Aim of the exercise ->
Reproduce the rows verbatim, starting at the first row and ending at the row that contains "(1476, 246)", both included.

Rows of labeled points
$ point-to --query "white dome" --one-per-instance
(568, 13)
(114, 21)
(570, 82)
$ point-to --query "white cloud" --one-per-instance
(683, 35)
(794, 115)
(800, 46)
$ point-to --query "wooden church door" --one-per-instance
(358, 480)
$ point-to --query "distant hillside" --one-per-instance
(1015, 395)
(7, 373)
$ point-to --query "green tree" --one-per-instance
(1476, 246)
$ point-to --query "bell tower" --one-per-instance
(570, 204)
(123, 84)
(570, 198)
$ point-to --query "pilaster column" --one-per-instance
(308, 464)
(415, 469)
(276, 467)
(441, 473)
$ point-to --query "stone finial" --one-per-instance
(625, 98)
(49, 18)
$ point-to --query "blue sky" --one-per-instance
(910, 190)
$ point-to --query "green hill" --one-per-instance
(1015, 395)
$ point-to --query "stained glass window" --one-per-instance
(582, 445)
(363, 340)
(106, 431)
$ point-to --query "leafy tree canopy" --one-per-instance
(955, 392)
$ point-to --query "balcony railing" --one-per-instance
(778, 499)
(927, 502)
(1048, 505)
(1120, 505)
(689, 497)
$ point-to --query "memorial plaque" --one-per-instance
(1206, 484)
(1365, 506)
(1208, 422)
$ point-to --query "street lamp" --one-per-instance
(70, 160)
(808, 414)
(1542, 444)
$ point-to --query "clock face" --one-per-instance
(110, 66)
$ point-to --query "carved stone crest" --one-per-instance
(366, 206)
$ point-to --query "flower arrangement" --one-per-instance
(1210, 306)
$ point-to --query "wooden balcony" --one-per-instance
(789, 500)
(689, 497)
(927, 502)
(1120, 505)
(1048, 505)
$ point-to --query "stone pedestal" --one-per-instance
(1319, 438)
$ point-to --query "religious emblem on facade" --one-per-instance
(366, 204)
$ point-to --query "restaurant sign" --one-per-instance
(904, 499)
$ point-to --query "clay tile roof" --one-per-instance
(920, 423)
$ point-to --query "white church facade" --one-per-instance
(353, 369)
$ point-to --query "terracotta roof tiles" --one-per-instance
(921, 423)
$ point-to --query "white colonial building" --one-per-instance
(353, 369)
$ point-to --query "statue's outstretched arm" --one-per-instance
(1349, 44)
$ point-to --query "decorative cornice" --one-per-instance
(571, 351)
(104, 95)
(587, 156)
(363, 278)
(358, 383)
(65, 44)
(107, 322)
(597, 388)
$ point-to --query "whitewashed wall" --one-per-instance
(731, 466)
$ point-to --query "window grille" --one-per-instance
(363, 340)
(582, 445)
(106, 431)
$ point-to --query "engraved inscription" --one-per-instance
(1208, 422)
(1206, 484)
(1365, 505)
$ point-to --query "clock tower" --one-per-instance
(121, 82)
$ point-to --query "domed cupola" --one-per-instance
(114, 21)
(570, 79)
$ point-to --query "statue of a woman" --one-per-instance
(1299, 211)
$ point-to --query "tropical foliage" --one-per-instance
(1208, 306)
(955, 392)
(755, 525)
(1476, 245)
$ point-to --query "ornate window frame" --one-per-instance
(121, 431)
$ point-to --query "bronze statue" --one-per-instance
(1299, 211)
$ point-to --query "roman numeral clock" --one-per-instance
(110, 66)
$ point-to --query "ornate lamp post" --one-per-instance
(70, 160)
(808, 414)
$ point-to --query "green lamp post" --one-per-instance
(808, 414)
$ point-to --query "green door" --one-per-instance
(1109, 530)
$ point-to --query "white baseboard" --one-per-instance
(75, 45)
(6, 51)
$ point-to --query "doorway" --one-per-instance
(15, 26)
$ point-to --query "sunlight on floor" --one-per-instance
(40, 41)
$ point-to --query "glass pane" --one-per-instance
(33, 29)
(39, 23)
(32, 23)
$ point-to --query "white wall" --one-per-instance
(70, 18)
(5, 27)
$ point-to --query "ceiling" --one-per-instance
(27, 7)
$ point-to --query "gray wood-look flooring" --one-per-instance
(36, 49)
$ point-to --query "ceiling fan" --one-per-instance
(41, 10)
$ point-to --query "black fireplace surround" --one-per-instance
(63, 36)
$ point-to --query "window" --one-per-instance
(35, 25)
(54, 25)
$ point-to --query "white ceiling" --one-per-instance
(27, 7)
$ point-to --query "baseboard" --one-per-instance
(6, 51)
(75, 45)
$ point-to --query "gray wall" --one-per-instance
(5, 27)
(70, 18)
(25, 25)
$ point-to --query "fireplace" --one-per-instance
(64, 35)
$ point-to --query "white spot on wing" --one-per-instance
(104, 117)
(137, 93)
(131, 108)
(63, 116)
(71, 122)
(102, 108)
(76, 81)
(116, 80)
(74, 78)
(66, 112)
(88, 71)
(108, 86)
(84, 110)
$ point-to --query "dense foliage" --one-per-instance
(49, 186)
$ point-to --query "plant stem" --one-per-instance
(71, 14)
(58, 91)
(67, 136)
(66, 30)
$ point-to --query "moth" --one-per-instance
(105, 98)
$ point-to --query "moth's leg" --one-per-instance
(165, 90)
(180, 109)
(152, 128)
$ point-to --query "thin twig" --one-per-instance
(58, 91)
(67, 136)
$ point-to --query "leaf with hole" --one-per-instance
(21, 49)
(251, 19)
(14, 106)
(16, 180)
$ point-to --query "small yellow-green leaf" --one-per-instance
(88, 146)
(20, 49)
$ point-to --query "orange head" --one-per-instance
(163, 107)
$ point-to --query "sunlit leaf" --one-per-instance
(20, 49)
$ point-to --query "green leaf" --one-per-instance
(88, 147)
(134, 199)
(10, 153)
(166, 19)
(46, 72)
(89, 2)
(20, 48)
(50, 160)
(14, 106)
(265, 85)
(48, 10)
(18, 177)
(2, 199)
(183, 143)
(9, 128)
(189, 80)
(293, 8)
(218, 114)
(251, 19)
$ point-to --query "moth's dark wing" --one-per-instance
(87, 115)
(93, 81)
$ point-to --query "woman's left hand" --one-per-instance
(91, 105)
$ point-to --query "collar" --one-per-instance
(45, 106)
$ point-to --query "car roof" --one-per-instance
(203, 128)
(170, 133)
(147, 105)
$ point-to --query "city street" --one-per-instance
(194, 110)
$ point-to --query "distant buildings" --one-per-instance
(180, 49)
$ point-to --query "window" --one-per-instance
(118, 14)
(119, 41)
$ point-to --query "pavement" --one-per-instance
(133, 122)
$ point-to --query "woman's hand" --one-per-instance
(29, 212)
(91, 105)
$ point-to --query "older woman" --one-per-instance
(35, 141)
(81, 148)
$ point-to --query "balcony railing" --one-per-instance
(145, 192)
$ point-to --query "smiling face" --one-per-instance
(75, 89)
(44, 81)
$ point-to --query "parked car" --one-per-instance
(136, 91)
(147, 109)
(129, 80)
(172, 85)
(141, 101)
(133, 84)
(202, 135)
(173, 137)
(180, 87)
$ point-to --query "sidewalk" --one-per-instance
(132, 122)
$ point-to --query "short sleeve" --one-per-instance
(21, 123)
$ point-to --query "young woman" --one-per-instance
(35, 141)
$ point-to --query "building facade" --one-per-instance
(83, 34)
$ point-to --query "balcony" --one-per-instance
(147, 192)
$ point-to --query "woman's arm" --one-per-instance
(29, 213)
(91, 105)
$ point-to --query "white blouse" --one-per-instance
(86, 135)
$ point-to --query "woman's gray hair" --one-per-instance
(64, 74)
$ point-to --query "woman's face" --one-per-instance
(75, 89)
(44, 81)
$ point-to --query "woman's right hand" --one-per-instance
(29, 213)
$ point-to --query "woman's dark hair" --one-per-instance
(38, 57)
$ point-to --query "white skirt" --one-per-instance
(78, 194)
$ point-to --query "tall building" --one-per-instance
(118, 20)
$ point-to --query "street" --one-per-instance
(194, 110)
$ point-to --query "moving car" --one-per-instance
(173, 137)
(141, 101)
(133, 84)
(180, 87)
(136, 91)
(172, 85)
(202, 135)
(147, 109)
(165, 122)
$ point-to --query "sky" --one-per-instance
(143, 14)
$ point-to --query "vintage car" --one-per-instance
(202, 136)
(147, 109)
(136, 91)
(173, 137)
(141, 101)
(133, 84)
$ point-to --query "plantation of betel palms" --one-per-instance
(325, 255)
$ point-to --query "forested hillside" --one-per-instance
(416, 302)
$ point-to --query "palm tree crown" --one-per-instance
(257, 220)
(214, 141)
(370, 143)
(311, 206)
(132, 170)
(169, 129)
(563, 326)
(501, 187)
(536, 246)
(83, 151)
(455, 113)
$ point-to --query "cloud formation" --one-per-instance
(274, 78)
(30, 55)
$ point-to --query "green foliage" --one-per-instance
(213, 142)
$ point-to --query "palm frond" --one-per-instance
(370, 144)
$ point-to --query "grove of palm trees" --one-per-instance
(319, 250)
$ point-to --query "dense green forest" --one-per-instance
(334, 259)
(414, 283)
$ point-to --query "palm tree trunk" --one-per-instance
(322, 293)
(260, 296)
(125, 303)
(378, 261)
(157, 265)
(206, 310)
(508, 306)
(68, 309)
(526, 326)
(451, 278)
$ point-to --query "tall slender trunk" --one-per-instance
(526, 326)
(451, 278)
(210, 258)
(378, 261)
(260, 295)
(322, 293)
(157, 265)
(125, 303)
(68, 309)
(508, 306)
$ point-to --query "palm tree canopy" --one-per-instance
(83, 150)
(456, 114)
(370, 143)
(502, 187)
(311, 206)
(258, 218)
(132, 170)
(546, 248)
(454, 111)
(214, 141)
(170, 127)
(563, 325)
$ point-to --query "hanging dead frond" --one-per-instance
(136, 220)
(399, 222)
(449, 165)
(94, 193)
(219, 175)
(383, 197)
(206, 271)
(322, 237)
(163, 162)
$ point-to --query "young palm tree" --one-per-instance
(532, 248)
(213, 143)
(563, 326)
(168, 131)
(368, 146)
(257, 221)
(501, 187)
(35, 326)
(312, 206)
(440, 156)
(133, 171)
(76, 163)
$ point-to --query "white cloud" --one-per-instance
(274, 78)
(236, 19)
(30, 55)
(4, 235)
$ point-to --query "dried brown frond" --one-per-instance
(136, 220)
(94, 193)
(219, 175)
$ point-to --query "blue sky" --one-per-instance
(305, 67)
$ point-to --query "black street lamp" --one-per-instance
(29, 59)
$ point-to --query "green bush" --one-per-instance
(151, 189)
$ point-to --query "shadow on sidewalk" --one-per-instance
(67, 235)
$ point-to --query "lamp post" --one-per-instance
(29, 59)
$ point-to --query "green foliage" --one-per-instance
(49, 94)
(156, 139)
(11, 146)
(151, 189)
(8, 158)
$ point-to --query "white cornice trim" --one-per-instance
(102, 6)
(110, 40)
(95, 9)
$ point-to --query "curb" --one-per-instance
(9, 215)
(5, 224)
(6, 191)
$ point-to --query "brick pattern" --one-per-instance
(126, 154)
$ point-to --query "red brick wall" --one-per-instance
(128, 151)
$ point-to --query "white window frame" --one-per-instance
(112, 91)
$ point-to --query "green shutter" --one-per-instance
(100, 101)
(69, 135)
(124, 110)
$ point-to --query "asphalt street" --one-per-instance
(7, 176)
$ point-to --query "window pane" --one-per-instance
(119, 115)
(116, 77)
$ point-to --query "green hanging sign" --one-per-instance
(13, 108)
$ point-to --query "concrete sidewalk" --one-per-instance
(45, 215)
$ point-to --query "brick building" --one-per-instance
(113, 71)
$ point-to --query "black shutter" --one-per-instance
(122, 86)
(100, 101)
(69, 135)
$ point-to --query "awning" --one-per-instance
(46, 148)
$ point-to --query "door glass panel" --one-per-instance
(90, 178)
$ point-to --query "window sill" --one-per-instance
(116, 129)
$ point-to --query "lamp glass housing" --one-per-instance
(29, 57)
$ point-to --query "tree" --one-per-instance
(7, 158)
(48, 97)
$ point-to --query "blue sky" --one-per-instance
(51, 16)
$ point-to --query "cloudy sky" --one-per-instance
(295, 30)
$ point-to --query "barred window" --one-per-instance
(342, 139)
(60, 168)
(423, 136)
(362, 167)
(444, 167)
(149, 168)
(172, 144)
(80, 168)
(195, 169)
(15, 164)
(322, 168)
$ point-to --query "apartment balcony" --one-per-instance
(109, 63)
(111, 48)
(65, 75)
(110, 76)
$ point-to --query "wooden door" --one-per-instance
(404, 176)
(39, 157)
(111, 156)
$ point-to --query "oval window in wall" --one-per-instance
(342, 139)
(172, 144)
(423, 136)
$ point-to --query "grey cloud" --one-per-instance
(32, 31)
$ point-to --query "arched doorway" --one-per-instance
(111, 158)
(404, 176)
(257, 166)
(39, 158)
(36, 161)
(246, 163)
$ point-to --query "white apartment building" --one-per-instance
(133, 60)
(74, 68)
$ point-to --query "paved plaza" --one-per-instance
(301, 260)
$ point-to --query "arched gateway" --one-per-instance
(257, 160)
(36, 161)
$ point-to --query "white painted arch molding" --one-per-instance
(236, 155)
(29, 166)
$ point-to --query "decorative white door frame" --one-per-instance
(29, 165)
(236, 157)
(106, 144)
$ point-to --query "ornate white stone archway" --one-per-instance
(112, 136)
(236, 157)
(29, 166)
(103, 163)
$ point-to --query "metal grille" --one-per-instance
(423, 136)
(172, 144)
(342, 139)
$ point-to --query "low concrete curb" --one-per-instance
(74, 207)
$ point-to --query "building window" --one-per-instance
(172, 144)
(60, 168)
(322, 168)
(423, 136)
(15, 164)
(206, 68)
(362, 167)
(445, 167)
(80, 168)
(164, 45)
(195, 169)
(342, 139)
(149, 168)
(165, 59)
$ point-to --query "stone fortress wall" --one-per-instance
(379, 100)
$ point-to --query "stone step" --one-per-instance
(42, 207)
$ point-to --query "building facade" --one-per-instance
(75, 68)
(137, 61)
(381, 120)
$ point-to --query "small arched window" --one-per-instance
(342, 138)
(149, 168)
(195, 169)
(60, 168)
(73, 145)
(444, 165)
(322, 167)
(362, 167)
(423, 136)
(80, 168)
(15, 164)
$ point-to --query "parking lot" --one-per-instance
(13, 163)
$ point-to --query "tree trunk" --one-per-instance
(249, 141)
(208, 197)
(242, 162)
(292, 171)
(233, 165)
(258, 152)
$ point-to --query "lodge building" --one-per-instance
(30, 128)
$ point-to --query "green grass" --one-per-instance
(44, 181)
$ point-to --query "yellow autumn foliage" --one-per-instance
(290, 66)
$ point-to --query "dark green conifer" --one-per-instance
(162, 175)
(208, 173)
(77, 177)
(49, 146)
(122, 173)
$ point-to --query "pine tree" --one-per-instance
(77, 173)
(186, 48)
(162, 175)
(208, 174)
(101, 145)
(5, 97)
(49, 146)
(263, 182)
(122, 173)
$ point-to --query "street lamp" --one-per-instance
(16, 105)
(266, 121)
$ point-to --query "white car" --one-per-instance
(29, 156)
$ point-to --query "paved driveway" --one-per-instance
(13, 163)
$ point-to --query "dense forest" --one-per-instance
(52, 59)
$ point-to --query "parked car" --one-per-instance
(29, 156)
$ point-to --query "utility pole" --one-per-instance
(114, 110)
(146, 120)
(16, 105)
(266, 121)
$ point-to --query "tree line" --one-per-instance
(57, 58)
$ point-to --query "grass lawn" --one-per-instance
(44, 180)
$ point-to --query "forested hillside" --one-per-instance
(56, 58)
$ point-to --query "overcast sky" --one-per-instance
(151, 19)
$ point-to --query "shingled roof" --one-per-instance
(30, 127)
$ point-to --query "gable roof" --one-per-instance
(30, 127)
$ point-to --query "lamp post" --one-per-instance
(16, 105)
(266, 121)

Output ->
$ point-to --query "white dome" --one-per-instance
(568, 13)
(114, 21)
(570, 82)
$ point-to --query "white cloud" --one-per-instance
(683, 35)
(794, 115)
(800, 46)
$ point-to --query "wooden church door" --one-per-instance
(358, 480)
$ point-to --query "distant hillside" --one-per-instance
(1015, 395)
(7, 373)
$ point-to --query "green tree" --one-per-instance
(1476, 246)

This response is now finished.